DATA IN THIS EXERCISE:
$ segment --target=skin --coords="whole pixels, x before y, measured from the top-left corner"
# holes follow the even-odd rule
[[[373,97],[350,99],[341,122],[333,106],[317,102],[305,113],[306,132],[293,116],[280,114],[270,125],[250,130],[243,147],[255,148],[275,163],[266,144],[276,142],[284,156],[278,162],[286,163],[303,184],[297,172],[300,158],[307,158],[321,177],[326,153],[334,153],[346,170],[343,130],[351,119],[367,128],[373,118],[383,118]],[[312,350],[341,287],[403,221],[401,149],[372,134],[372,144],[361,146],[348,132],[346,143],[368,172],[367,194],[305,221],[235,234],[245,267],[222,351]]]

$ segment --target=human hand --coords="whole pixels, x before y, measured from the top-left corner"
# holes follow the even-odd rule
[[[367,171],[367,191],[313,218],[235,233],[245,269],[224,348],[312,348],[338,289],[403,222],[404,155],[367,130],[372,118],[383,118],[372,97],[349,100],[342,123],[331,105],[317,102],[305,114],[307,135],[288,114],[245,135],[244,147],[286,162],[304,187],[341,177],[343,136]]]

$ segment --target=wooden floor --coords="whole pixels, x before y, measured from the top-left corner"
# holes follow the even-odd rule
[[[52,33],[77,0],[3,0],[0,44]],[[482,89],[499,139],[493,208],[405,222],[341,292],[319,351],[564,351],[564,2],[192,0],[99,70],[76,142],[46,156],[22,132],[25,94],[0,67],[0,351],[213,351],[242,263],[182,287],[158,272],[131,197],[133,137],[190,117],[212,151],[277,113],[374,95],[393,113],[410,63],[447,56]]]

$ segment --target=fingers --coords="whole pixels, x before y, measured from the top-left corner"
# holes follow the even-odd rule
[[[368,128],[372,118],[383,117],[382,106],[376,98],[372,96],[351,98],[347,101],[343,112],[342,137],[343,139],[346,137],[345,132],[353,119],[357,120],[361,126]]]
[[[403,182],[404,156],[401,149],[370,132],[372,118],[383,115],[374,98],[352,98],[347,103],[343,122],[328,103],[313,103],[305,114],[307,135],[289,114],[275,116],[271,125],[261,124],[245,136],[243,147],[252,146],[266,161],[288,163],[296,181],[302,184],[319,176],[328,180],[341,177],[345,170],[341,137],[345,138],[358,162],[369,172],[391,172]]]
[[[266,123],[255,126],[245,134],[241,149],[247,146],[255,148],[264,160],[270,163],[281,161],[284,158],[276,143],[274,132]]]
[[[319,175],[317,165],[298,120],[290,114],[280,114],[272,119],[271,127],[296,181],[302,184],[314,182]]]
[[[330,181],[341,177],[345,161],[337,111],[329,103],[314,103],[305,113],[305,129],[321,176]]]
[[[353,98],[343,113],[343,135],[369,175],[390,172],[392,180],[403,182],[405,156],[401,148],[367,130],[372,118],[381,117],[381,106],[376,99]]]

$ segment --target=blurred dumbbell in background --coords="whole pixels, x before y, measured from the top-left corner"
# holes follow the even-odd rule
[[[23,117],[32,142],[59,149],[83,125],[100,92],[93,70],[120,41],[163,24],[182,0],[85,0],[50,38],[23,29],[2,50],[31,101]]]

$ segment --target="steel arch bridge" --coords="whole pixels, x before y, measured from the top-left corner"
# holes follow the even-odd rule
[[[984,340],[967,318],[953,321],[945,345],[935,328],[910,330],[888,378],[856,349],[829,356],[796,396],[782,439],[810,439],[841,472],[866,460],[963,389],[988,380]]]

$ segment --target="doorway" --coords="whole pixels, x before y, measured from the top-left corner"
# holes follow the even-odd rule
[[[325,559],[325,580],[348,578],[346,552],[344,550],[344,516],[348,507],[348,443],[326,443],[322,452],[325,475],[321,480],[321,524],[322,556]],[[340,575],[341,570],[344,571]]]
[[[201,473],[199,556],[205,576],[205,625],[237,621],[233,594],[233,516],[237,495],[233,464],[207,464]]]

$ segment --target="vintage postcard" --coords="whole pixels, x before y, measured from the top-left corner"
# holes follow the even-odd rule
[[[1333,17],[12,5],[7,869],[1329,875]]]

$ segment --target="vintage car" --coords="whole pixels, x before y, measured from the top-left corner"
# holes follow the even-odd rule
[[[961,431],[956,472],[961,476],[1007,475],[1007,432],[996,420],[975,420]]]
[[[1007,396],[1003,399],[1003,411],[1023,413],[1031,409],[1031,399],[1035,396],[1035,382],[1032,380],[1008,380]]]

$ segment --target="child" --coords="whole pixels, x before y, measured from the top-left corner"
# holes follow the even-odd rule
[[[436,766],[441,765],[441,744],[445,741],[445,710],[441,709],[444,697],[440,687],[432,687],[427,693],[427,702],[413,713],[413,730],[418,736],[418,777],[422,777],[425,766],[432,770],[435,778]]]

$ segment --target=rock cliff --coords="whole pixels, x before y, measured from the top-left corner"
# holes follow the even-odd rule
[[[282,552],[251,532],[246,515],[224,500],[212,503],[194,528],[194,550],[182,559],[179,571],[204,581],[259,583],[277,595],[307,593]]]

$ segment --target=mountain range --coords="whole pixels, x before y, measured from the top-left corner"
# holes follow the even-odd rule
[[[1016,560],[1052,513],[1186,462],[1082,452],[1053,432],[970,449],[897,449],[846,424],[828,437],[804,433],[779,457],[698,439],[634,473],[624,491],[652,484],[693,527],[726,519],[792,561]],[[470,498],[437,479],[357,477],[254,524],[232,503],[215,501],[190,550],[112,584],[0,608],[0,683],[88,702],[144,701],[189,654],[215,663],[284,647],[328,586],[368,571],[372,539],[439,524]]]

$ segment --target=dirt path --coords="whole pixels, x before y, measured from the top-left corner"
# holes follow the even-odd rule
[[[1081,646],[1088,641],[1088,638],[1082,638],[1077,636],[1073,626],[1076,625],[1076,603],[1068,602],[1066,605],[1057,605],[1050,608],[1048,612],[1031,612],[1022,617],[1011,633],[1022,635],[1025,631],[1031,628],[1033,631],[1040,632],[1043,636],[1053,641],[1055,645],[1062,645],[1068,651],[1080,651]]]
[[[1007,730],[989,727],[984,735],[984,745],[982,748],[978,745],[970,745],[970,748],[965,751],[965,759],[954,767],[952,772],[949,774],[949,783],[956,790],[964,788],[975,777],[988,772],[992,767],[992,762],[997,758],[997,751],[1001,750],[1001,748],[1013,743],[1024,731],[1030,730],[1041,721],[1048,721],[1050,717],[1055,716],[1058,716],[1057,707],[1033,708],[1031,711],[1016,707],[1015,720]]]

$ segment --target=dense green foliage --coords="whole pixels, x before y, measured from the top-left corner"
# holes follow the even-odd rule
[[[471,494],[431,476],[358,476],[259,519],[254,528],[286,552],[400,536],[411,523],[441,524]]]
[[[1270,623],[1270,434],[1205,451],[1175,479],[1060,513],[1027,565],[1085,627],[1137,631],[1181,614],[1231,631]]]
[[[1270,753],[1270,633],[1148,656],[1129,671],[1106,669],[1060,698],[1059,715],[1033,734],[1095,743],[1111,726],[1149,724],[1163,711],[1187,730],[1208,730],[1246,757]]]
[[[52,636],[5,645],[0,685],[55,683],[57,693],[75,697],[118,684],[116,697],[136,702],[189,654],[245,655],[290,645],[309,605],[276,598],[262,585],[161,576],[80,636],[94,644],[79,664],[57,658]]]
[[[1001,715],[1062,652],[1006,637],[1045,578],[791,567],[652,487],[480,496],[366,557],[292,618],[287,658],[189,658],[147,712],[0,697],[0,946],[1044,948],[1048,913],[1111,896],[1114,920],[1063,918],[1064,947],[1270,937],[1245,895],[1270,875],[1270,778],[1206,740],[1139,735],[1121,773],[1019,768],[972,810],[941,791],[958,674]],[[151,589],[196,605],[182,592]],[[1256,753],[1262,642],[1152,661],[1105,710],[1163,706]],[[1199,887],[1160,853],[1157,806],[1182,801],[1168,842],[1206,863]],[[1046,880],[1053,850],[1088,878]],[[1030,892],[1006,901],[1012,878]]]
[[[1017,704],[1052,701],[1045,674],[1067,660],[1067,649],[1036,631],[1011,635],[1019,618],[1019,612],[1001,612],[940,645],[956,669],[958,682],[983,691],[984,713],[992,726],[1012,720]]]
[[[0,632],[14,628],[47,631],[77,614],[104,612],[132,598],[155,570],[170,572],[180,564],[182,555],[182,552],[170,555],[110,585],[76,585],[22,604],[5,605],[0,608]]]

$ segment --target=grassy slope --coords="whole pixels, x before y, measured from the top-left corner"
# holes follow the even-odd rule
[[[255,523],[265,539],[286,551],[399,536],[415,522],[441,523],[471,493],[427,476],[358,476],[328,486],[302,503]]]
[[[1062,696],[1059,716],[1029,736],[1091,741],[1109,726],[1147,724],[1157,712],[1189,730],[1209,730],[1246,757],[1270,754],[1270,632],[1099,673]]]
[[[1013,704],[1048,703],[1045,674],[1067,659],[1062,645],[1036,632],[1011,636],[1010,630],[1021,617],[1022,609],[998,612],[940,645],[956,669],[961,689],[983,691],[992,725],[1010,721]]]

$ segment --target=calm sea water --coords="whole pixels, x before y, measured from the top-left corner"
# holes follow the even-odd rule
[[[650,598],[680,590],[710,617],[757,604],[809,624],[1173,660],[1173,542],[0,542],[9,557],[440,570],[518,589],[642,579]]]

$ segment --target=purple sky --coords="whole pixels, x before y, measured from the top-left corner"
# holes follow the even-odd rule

YOUR INSTRUCTIONS: Starting with the line that contains "segment --target=calm sea" and continuing through the end of the items, write those lines out again with "purple" swapped for "violet" and everything else left as it is.

COMPLETED TASK:
$ segment --target=calm sea water --coords="whole pixels, x before y, measured from the top-left corner"
# holes follow the even-odd rule
[[[650,598],[680,590],[710,617],[757,604],[809,624],[1173,660],[1173,542],[0,542],[9,557],[440,570],[518,589],[642,579]]]

$ segment --target=violet sky --coords="whole pixels, x before y, measured from the top-left corner"
# holes follow the even-odd rule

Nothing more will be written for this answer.